Tasks and exercises —
1. In the passage on Senate constitutional review, reproduce the text from "Such a proposal" up to and including "the year 2000.", switching "upper houses" to "second chambers".
2. According to the passage on Senate constitutional review, in which two countries can members of the upper house seek a court ruling when they believe a bill is unconstitutional?

Document excerpt —

Such a proposal is not novel. In fact, upper houses in other jurisdictions have also been assigned the task of preventing the adoption of unconstitutional bills. For example, in France and Poland, when members of the upper houses believe that a bill is unconstitutional, they can seek a ruling from the relevant court. In Canada, the Senate has already engaged in some forms of constitutional review, as occurred with the “Clarity Bill” in the year 2000.
We envision such a system as having the following features, which in time might evolve into constitutional conventions. First, bills should be introduced in the House of Commons, not in the Senate. This is generally the case today, but in a system in which the Senate’s role would be limited to that of reviewing the constitutionality of legislation, it is important that senators not see themselves as lawmakers. Second, the federal government would make clear to potential Senate appointees that they should understand their function to be that of constitutional, not legislative, reviewers. That is to say, they are not to second-guess the policy decisions of the lower house, but to deliberate on the constitutionality of legislation and, if necessary, to formally communicate to the House their conviction that a particular bill appears to be contrary to a constitutional provision. Third, attempts should be made to compel potential senators to voluntarily step down from office after a relatively short term (for example, ten years).

Data block —
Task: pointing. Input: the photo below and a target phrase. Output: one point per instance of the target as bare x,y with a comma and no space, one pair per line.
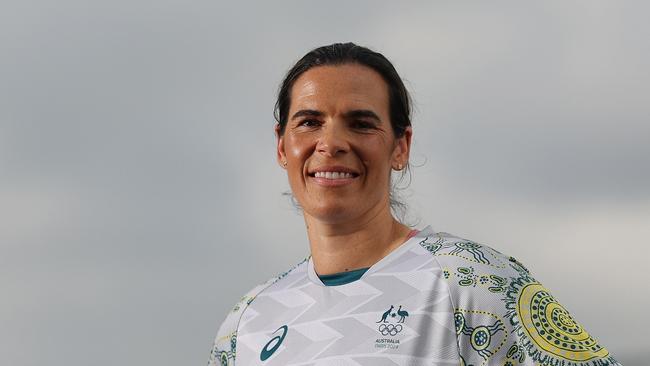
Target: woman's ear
281,156
403,147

Worked answers —
1.
Such a proposal is not novel. In fact, second chambers in other jurisdictions have also been assigned the task of preventing the adoption of unconstitutional bills. For example, in France and Poland, when members of the second chambers believe that a bill is unconstitutional, they can seek a ruling from the relevant court. In Canada, the Senate has already engaged in some forms of constitutional review, as occurred with the “Clarity Bill” in the year 2000.

2. France and Poland.